▶ _Point-per-instance localization data_:
◆ ◆ ◆ ◆

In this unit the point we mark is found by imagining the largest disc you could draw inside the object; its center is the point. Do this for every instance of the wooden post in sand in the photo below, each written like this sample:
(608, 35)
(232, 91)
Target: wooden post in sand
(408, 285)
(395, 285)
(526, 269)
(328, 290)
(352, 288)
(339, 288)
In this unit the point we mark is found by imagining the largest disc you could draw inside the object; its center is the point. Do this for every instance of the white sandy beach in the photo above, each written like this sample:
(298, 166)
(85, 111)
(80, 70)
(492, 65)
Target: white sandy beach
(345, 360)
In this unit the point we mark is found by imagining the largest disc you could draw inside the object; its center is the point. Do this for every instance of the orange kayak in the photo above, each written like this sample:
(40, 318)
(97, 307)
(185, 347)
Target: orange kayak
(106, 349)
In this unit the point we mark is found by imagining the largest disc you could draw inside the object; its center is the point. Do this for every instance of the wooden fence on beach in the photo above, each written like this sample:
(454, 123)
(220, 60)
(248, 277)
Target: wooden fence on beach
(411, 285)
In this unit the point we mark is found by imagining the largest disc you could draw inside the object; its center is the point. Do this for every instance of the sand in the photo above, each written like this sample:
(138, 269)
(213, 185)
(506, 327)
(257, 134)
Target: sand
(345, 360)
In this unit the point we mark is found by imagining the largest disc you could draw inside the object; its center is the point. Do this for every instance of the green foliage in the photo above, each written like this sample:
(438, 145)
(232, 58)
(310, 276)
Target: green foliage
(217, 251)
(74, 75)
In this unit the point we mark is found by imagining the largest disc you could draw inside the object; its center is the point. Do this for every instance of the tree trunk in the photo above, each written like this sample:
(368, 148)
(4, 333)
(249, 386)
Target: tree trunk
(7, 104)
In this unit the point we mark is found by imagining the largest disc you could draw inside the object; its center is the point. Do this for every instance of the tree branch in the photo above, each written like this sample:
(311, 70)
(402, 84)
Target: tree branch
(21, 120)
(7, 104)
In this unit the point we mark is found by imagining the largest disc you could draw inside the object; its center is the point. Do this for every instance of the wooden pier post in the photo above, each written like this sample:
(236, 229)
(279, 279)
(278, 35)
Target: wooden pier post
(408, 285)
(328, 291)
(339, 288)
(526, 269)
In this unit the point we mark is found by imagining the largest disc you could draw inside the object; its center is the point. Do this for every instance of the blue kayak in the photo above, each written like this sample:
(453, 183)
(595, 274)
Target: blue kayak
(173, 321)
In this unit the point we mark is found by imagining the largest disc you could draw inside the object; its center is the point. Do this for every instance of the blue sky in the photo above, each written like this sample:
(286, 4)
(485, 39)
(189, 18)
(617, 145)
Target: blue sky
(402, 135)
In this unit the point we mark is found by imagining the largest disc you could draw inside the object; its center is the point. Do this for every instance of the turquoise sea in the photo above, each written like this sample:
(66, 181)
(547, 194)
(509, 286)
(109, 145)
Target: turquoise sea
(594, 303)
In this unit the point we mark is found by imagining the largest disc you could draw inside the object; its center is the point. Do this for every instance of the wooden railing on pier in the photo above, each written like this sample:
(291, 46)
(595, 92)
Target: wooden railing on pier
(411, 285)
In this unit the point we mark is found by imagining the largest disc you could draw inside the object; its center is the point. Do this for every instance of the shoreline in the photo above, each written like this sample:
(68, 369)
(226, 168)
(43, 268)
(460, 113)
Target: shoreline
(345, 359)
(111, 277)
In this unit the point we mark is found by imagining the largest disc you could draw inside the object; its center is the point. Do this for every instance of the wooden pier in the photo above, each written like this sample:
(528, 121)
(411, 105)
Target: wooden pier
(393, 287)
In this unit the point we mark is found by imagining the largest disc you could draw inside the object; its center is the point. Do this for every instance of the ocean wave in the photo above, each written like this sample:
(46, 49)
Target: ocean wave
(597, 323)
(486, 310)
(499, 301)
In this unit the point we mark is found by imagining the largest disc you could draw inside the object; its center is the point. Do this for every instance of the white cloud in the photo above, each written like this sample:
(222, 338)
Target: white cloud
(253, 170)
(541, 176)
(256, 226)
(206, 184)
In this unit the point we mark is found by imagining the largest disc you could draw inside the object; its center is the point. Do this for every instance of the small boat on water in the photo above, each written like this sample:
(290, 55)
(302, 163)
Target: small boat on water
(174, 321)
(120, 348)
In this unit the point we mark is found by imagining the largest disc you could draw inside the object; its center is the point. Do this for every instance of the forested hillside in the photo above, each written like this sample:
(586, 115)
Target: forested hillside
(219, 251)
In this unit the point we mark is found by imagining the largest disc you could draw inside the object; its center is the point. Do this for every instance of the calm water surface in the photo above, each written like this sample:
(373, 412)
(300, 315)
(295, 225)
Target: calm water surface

◆ ◆ ◆ ◆

▶ _TASK REQUIREMENTS_: Each record above is to be written out again, without any change.

▶ _ANSWER BOX_:
In this unit the point we mark is found by imagining the largest disc you could draw inside the object; its center is the point. Do this for every instance of the wooden post in sand in the photo below, each written like this sample:
(608, 35)
(232, 91)
Target: wooden post in sand
(408, 285)
(395, 285)
(526, 269)
(328, 290)
(352, 288)
(339, 288)
In this unit the point we mark is found by imagining the largest disc you could draw inside the object; its center is the point. Do this for every instance of the white sandy beach in the photo above, each written like this sample:
(298, 166)
(85, 111)
(80, 70)
(492, 65)
Target: white sandy beach
(345, 360)
In this unit the point we mark is found by imagining the largest disc you could draw inside the object; its center is the point. Do this for every instance of the orange kayak in the photo above, each written like this sample:
(40, 318)
(97, 307)
(185, 347)
Target: orange kayak
(106, 349)
In this unit the point we mark is found by imagining the largest disc you could draw inside the object; its center is the point. Do this for every instance of the wooden fence on beach in the photo above, each written like this sample:
(454, 123)
(220, 60)
(248, 277)
Target: wooden fence on beach
(411, 285)
In this unit the point we mark is found by imagining the largest disc you could draw inside the object; its center is the point. Do this for every instance of the sand in the photo above, each written like this sample:
(138, 269)
(213, 185)
(506, 327)
(257, 134)
Target: sand
(345, 360)
In this unit the point we mark is found by imagining the largest disc you could draw inside the object; its center is the point. Do this for every instance of the green foliage in the photo above, each written like this sample:
(438, 145)
(232, 58)
(310, 276)
Target: green foliage
(217, 251)
(74, 75)
In this unit the point we mark is found by imagining the largest disc you could draw inside the object; its center is the point. Do this for every instance of the tree trunk in the photo above, each written like this sample:
(368, 148)
(4, 333)
(249, 386)
Target: tree trunk
(7, 104)
In this unit the point we mark is found by imagining the largest disc you could draw inside the object; its center is the point. Do this for every instance of the tree branch in the photo above, each written like this sample:
(311, 70)
(402, 84)
Target: tree branch
(21, 120)
(7, 104)
In this unit the point we mark is found by imagining the largest disc you could draw inside the object; its center is the point. Do this for every instance of the wooden pier post in the photo above, each written like this sample:
(236, 229)
(279, 279)
(278, 35)
Target: wooden pier post
(408, 285)
(328, 291)
(339, 288)
(526, 269)
In this unit the point we mark is found by imagining the largest disc you could draw inside the object; its center is the point. Do this for every instance of the blue kayak in the photo above, each written like this sample:
(453, 183)
(595, 274)
Target: blue kayak
(173, 321)
In this unit the point we mark is found by imagining the largest disc you could draw inside the object; its center is the point. Do this for every instance of the blue sky in the photo above, each written like this sample:
(286, 4)
(485, 39)
(189, 18)
(617, 145)
Target: blue sky
(402, 135)
In this unit the point we mark is found by imagining the largest disc you could draw inside the object; its center is the point. Do this for every instance of the turquoise sea in the photo above, each written like this sample:
(66, 181)
(547, 194)
(509, 286)
(109, 145)
Target: turquoise sea
(594, 303)
In this unit the point we mark is found by imagining the largest disc you could draw inside the object; its center is the point. Do this for every instance of the wooden railing on pier in the photo above, each written like this sample:
(291, 46)
(595, 92)
Target: wooden railing on pier
(411, 285)
In this unit the point we mark is found by imagining the largest disc you could draw inside the object; its center is the point. Do this for every instance of the shoreline in the photo above, each written like this sample:
(68, 369)
(226, 168)
(43, 268)
(460, 113)
Target: shoreline
(345, 359)
(111, 277)
In this unit the point we mark is found by imagining the largest disc you could draw inside the object; its center is the point. Do this for every instance of the wooden pier in the photo above, each written like this sample:
(528, 121)
(411, 105)
Target: wooden pier
(393, 287)
In this unit the point we mark is found by imagining the largest disc you could draw inside the object; its center is the point. Do this for every instance of the ocean wave in the photo above, each written like this sample:
(46, 49)
Target: ocean wave
(597, 323)
(486, 310)
(499, 301)
In this unit the point we mark is found by imagining the largest disc you could draw inside the object; its center is the point. Do this for every instance of the white cloud in the photo above, each written like this sample:
(222, 338)
Target: white cloud
(253, 170)
(541, 176)
(256, 226)
(206, 184)
In this unit the point we mark is found by imagining the largest disc you could draw inside the object; its center is the point. Do this for every instance of the small boat on water in the photo above, each written like this sample:
(290, 55)
(302, 163)
Target: small boat on water
(174, 321)
(120, 348)
In this unit the point we mark is found by imagining the largest disc you could draw inside the object; its center is the point. Do this for every instance of the forested hillside in the photo above, each written like this sample:
(586, 115)
Target: forested hillside
(219, 251)
In this unit the point we mark is found by imagining the largest disc you could draw inside the object; its center is the point. Do this for every instance of the calm water surface in the photo above, each written like this sample:
(373, 412)
(300, 315)
(295, 225)
Target: calm water surface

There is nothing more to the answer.